Exercise passage:

What the Pope Heard ? And wanted to hear ?

On 22 November 1903, Pope Pius X issued a Motu Proprio (Instruction) on Sacred Music entitled Tra le Sollecitudini

Amongst other things, the Pope set forth new regulations for the performance of music in the Roman Catholic Church. These reforms reaffirmed the primacy of Gregorian chant, which had largely fallen out of favour.

His collaborator in the writing of the Instruction was Monsignor Lorenzo Perosi (21 December 1872 - 12 October 1956) the Maestro Perpetuo della Cappella Sistina, or Perpetual Director of the Sistine Choir, in Rome.

Don Perosi with his Sistine Choir (c. 1905).

Perosi was a prominent member of the Giovane Scuola, of which the most important Verismo composers or Veristi (Puccini, Mascagni, Leoncavallo, Giordano, and Cilea) were all considered members. Perosi was deeply admired by Rolland and Boito, Toscanini, and many others. Caruso sang his music, as did Sammarco, Tagliabue, Gigli, and other great singers from that era. His French admirers included Debussy and Massenet.

Data listing:
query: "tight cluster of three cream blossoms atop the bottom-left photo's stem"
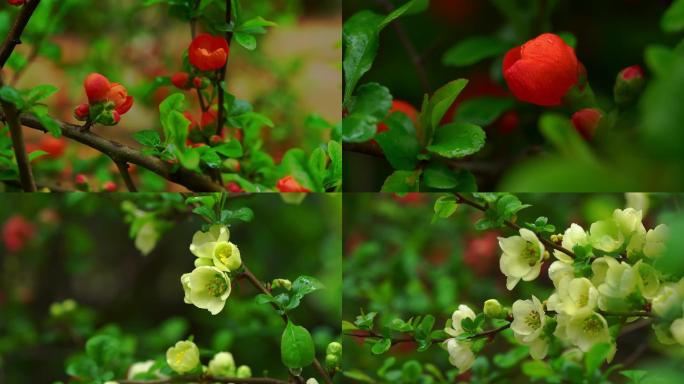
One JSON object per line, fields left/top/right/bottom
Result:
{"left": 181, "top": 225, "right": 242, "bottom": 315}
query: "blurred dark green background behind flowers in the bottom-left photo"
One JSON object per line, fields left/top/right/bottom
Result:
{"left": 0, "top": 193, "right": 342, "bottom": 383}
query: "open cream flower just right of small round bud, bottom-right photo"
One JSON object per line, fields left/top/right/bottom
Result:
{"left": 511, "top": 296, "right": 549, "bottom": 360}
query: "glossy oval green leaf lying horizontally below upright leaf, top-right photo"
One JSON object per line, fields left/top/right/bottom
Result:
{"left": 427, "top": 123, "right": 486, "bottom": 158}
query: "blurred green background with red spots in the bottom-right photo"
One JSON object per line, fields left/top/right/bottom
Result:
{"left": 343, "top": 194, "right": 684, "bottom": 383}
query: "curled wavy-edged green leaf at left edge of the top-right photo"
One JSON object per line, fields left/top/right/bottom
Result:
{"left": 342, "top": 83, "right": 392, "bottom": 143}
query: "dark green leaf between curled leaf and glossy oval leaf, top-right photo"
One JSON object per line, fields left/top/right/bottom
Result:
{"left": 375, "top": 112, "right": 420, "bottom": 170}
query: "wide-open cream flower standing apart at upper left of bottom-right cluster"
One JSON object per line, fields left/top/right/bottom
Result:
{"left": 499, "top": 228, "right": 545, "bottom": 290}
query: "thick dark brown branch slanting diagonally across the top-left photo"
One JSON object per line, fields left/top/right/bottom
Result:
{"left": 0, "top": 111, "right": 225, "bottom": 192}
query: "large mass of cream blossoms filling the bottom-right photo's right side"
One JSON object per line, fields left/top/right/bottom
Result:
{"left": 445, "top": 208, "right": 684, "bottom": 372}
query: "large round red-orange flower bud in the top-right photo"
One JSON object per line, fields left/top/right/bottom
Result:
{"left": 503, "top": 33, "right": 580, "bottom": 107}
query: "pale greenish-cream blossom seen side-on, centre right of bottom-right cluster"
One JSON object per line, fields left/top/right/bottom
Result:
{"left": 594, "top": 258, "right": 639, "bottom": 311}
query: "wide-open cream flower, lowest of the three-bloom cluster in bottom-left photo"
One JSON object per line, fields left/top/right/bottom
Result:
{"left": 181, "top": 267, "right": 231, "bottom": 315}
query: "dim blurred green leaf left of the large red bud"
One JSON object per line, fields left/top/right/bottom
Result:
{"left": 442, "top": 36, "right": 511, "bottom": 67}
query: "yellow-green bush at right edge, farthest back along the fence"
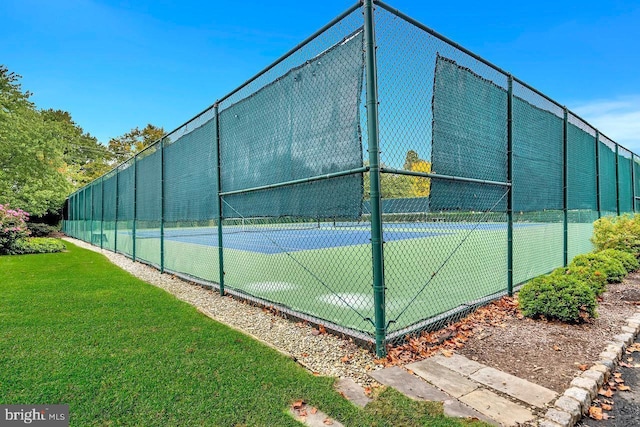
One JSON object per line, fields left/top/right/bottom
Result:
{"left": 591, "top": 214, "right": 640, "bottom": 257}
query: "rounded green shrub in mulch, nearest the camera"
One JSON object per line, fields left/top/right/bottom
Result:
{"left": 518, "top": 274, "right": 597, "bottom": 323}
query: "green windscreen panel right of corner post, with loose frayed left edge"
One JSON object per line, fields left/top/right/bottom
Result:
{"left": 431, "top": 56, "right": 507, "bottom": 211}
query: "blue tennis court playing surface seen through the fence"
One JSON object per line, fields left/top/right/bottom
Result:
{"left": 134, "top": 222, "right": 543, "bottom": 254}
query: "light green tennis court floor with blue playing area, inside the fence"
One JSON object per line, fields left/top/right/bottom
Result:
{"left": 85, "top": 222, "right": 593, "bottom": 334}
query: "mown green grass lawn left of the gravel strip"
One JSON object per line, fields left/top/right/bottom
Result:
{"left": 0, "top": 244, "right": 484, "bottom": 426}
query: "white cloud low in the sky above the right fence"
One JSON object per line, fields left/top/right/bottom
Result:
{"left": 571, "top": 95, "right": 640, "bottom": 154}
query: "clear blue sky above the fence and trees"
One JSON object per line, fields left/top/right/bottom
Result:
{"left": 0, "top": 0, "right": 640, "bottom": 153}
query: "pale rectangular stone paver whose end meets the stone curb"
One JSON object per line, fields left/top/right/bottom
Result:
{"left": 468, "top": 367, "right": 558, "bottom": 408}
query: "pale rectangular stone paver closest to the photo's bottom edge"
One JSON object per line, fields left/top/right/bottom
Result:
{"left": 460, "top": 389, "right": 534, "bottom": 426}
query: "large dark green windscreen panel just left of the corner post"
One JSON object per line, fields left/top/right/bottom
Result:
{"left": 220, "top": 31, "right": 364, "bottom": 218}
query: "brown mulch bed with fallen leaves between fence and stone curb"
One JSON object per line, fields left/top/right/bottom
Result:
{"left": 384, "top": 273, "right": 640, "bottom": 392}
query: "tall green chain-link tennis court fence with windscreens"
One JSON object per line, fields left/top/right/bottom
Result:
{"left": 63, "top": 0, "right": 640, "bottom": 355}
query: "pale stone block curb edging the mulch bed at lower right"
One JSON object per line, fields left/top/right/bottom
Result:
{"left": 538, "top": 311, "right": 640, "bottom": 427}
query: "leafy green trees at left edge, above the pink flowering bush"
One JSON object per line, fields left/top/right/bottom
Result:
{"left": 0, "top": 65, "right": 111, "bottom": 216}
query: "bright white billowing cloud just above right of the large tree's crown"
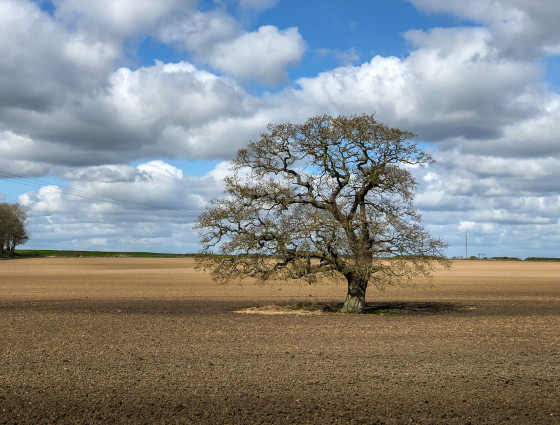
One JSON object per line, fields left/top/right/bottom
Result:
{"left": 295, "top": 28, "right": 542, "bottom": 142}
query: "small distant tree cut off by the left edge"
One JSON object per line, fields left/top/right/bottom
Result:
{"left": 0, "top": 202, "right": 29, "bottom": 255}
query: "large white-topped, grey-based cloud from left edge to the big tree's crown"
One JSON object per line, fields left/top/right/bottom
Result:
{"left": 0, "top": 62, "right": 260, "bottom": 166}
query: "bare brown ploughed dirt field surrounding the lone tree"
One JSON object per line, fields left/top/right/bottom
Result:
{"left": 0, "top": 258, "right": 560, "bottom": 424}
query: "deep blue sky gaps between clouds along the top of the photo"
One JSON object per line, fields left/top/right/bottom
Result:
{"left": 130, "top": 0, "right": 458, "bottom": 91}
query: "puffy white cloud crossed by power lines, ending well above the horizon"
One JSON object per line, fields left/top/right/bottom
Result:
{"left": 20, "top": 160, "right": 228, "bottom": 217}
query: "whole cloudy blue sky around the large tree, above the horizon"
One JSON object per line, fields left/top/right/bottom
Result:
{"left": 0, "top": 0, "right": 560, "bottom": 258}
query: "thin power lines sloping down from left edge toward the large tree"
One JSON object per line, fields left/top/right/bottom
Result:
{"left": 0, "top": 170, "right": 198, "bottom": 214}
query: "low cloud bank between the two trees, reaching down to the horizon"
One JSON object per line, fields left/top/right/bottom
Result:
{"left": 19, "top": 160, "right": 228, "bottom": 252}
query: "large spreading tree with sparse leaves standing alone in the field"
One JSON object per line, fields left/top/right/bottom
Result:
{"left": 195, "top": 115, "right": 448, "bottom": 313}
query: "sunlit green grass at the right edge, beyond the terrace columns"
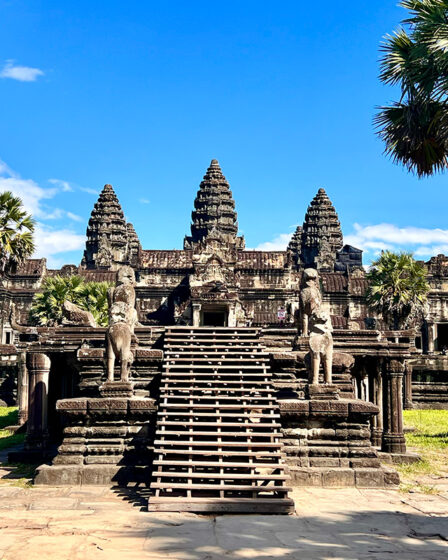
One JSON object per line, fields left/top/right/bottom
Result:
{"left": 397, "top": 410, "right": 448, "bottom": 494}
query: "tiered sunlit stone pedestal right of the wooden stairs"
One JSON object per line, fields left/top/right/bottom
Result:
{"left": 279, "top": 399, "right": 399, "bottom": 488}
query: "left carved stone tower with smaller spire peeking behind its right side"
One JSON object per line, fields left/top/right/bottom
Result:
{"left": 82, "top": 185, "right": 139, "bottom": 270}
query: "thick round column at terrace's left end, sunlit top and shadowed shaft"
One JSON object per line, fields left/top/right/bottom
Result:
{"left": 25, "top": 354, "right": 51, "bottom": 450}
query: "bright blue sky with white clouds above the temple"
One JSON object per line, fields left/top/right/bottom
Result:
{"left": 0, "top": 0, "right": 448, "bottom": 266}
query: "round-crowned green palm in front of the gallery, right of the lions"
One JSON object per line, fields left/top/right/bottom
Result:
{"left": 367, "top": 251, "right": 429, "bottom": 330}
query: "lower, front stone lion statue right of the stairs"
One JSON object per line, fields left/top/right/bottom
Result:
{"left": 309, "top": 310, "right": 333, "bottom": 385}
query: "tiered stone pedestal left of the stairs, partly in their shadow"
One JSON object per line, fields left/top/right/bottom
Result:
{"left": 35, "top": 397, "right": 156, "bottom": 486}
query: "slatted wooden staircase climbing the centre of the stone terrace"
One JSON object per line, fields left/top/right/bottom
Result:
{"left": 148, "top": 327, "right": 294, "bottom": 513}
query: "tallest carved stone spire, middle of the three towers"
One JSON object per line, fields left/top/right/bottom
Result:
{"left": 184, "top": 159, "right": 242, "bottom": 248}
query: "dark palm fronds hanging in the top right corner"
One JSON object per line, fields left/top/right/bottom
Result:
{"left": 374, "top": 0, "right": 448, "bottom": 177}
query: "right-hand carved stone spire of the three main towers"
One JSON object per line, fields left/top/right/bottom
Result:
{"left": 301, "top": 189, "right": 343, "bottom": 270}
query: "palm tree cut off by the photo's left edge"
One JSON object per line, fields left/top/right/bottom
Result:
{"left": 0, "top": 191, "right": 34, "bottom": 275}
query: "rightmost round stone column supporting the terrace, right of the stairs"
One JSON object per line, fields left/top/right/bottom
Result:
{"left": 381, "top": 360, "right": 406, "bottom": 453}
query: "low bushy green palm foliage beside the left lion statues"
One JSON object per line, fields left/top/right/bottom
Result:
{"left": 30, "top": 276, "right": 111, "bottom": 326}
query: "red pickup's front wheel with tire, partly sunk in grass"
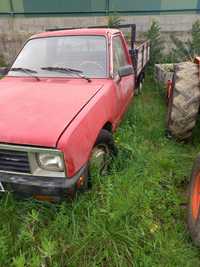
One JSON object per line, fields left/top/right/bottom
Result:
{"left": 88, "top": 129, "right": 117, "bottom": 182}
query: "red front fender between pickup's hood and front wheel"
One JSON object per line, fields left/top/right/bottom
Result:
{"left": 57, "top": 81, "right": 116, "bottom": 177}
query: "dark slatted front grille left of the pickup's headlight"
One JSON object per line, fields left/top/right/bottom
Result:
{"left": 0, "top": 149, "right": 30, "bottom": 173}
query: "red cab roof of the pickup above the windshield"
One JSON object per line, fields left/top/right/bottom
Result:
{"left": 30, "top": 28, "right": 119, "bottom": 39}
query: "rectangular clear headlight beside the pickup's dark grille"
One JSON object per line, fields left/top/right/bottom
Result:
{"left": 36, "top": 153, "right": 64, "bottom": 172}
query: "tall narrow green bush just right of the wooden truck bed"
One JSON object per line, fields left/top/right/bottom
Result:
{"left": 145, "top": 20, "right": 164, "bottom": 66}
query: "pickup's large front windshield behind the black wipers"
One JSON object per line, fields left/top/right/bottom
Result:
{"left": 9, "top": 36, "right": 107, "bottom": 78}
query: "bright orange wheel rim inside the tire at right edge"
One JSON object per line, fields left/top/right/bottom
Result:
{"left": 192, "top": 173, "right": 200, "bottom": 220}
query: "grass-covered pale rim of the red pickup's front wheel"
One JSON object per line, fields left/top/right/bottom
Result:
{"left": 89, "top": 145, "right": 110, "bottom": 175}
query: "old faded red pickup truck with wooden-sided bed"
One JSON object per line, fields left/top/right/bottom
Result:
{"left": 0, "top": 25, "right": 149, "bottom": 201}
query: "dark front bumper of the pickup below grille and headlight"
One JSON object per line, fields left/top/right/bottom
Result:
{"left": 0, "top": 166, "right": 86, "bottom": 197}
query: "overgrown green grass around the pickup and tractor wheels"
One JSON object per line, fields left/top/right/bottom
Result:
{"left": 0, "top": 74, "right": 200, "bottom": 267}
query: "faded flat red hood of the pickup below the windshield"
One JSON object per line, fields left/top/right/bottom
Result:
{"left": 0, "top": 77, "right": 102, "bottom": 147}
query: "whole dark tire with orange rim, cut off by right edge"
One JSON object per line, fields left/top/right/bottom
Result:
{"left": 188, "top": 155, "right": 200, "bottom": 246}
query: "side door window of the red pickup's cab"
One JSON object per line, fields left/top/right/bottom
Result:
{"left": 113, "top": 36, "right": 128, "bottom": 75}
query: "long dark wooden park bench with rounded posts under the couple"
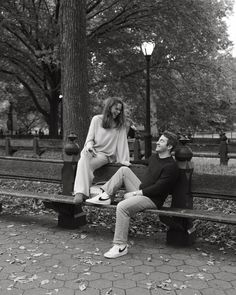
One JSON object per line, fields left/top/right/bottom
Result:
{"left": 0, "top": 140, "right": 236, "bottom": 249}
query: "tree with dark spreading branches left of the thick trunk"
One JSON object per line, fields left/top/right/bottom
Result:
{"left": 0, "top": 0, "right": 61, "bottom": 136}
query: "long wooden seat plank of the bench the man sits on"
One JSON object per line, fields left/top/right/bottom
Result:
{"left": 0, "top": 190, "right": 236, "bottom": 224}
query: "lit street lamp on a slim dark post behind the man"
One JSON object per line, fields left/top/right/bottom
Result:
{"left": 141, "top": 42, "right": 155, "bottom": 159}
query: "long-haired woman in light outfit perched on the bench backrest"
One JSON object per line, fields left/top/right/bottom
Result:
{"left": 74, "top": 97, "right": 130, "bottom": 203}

What you should do:
Check each statement below against the passage on Pope Pius X's 1903 instruction on sacred music. For each one, answer yes or no and quote the words of the passage that decide it.
1. The Instruction was issued on 22 November 1903.
2. At the time of the reforms, Gregorian chant was widely favored.
3. Debussy was one of Perosi's French admirers.

Answer for this exercise:
1. Yes: "On 22 November 1903, Pope Pius X issued a Motu Proprio (Instruction) on Sacred Music"
2. No: "the primacy of Gregorian chant, which had largely fallen out of favour"
3. Yes: "His French admirers included Debussy and Massenet."